## Stated goal
In the projectile motion problem below, which option is given as the correct answer?

## Text segment
________________________________________

Question

A particle is projected at an angle of ${60}^{\circ }$ above the horizontal with a speed of $10m/s$. After some time, the direction of its velocity makes an angle of ${30}^{\circ }$ above the horizontal. The speed of the particle at this instant is

• A. $\frac{5}{\sqrt{3}}m/s$
• B. $5\sqrt{3}m/s$
• C. $5m/s$
• D. $\frac{10}{\sqrt{3}}m/s$

Answer 1

The correct option is D $\frac{10}{\sqrt{3}}m/s$

Horizontal component of velocity of the particle initially (at ${\theta }_1={60}^{\circ }$ ),
$v_H=u\cos {\theta }_1{v}_H=10\times \cos {60}^{\circ }=10\times \frac{1}{2}{v}_H=5m/s$
As the horizontal component of velocity remains constant throughout the projectile motion.

________________________________________

## Data excerpts
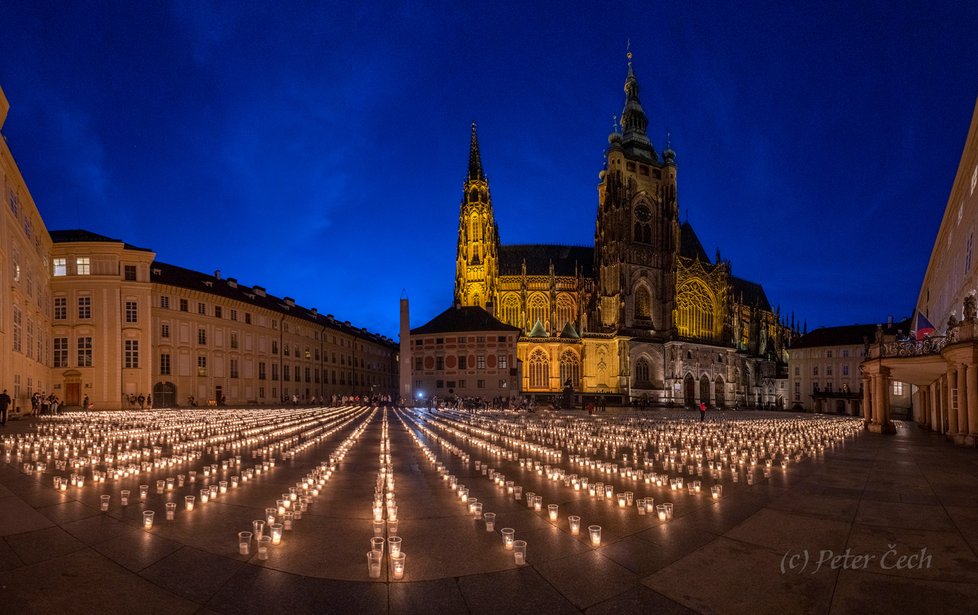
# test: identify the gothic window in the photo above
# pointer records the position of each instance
(695, 311)
(511, 310)
(538, 308)
(565, 310)
(570, 369)
(642, 371)
(539, 370)
(643, 303)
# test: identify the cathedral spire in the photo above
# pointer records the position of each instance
(475, 160)
(634, 122)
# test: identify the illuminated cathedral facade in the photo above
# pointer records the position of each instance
(643, 315)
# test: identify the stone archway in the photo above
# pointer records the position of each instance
(705, 389)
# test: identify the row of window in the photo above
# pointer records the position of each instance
(456, 384)
(502, 362)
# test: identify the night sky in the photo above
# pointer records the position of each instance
(319, 149)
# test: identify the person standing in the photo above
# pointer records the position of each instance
(4, 404)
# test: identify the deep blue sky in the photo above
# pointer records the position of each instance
(318, 149)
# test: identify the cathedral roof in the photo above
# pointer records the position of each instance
(749, 293)
(538, 330)
(689, 244)
(463, 319)
(566, 259)
(569, 332)
(847, 335)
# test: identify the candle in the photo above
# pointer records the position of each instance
(244, 543)
(595, 532)
(519, 552)
(394, 542)
(508, 534)
(397, 563)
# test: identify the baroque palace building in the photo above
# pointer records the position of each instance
(84, 316)
(644, 313)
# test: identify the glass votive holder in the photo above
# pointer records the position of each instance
(397, 566)
(595, 532)
(508, 535)
(244, 543)
(575, 524)
(377, 544)
(519, 552)
(394, 544)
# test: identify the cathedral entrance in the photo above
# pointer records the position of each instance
(705, 390)
(689, 391)
(164, 395)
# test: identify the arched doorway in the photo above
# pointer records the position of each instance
(164, 395)
(689, 390)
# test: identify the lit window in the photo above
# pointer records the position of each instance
(131, 354)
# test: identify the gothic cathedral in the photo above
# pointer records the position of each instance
(643, 316)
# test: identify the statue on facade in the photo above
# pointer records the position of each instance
(970, 311)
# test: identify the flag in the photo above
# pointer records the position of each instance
(922, 327)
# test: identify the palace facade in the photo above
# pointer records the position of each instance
(644, 313)
(87, 317)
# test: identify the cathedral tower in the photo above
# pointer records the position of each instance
(476, 264)
(637, 232)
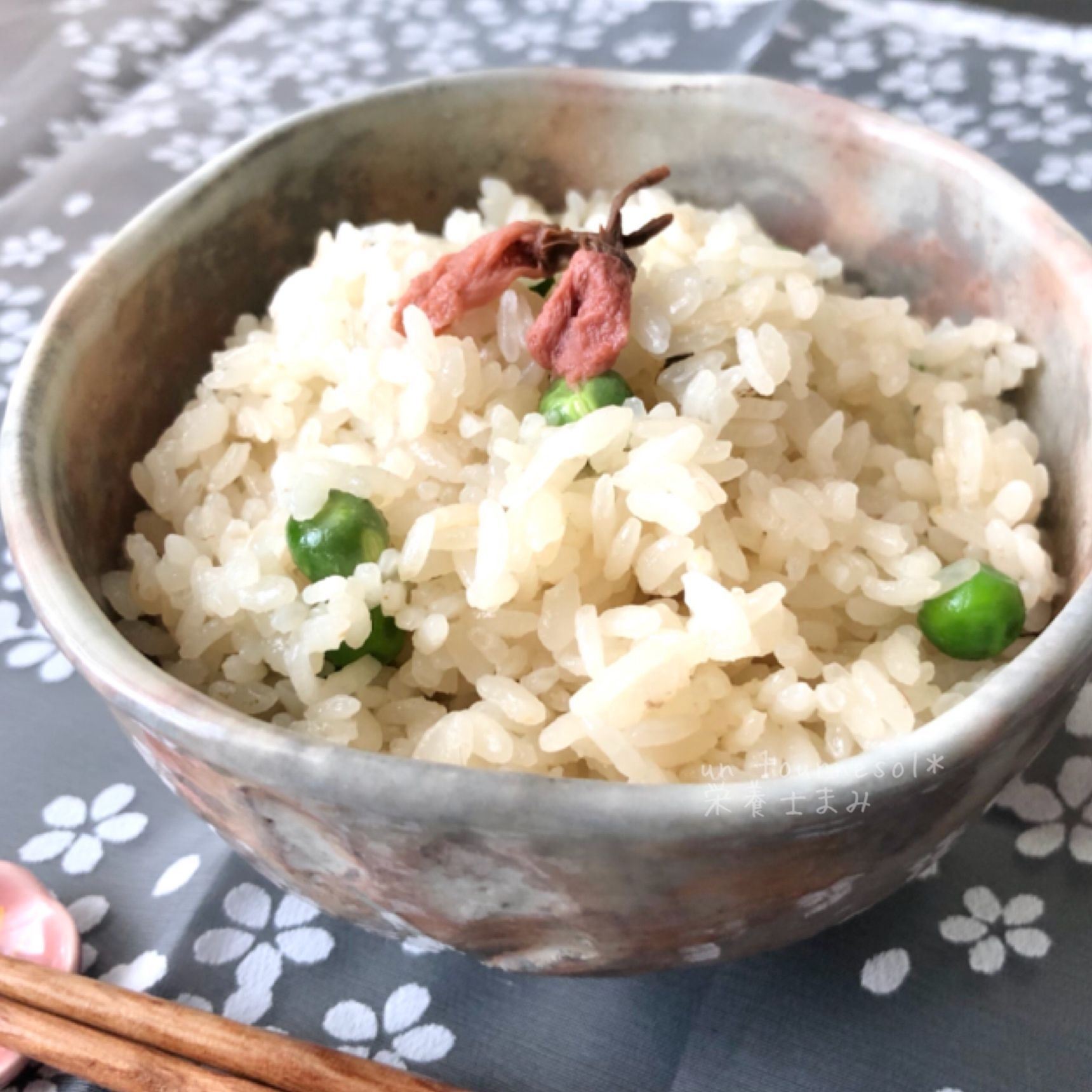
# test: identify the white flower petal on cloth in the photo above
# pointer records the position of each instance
(89, 957)
(1042, 841)
(57, 669)
(248, 1006)
(123, 828)
(1032, 943)
(294, 911)
(69, 811)
(1080, 843)
(987, 957)
(222, 946)
(248, 905)
(176, 876)
(112, 801)
(962, 931)
(426, 1043)
(141, 975)
(1075, 780)
(1031, 803)
(86, 854)
(886, 972)
(53, 843)
(29, 653)
(1079, 722)
(405, 1007)
(1022, 910)
(260, 970)
(390, 1058)
(306, 945)
(350, 1022)
(982, 903)
(89, 912)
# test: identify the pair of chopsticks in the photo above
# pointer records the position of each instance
(128, 1042)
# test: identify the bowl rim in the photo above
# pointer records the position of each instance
(335, 773)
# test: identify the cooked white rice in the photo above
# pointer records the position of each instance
(721, 576)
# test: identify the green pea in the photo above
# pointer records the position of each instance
(347, 532)
(385, 643)
(563, 404)
(976, 620)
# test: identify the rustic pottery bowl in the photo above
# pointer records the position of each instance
(528, 873)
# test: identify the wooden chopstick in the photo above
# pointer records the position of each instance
(93, 1025)
(117, 1064)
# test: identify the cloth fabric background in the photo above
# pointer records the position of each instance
(975, 978)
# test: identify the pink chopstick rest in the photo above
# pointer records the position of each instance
(34, 926)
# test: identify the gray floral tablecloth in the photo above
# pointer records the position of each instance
(975, 978)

________________________________________

## Exercise solution
Option D, 10/√3 m/s.